**DESCRIPTION OF THE TASK:** Copy out every line of the records in which "fleece" can be found.

[Referring expression data]
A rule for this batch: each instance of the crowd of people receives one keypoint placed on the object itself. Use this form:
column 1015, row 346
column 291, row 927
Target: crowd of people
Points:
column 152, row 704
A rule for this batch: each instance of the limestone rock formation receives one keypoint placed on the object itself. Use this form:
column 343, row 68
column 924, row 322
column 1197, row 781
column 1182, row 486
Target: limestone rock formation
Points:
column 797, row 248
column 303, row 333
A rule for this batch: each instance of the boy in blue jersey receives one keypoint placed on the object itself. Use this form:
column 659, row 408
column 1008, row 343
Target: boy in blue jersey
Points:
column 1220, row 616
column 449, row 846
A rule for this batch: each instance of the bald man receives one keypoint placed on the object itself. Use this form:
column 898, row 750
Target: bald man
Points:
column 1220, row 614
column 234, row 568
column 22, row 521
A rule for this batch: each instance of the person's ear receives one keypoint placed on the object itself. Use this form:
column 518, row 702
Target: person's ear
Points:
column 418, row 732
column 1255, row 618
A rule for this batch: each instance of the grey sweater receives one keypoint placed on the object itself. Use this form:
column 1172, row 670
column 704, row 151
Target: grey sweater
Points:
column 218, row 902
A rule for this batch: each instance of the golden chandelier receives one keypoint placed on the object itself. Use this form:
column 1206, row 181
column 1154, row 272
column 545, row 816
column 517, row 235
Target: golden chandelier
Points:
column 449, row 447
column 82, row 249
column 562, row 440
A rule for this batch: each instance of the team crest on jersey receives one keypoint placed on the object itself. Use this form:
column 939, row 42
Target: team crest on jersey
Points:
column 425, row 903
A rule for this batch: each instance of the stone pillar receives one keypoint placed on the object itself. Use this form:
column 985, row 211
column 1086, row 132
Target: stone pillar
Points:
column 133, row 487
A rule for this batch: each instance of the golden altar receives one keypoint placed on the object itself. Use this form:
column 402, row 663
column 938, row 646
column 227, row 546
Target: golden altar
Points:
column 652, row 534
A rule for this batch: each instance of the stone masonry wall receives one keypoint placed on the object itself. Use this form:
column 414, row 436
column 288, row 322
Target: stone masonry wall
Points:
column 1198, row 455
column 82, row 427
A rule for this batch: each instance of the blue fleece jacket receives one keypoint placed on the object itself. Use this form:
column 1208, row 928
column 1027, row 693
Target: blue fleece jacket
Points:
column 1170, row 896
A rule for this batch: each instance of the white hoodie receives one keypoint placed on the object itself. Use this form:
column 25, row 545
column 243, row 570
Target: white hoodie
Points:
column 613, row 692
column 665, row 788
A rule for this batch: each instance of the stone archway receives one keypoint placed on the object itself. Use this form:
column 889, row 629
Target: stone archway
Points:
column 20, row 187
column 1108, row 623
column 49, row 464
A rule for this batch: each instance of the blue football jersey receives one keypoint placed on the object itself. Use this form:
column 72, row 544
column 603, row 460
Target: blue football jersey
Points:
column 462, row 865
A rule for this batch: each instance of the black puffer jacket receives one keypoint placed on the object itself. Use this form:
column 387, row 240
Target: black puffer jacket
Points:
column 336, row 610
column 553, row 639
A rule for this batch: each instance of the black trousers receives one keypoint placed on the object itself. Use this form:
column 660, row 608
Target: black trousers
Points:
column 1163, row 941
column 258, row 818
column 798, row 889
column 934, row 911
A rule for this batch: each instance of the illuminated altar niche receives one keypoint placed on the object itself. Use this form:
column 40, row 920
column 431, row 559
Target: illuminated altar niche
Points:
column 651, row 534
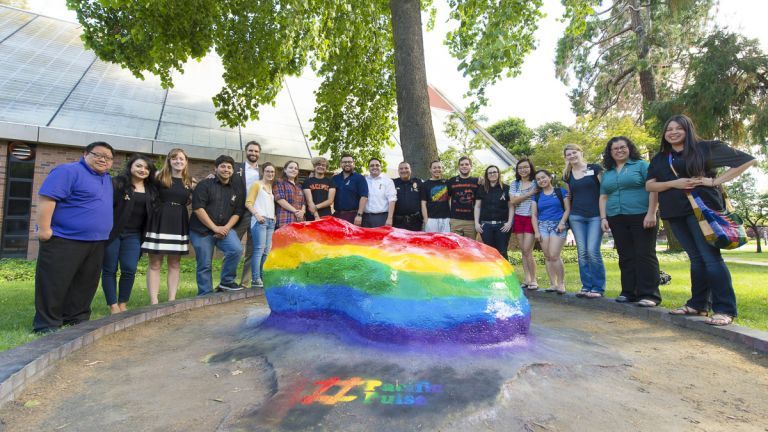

**EXERCISE OUTPUT:**
A rule for this batch: each instance of the blue fleece jacket receives one keypoint placed on the object itself. Use this form:
Target: blue fleece jacket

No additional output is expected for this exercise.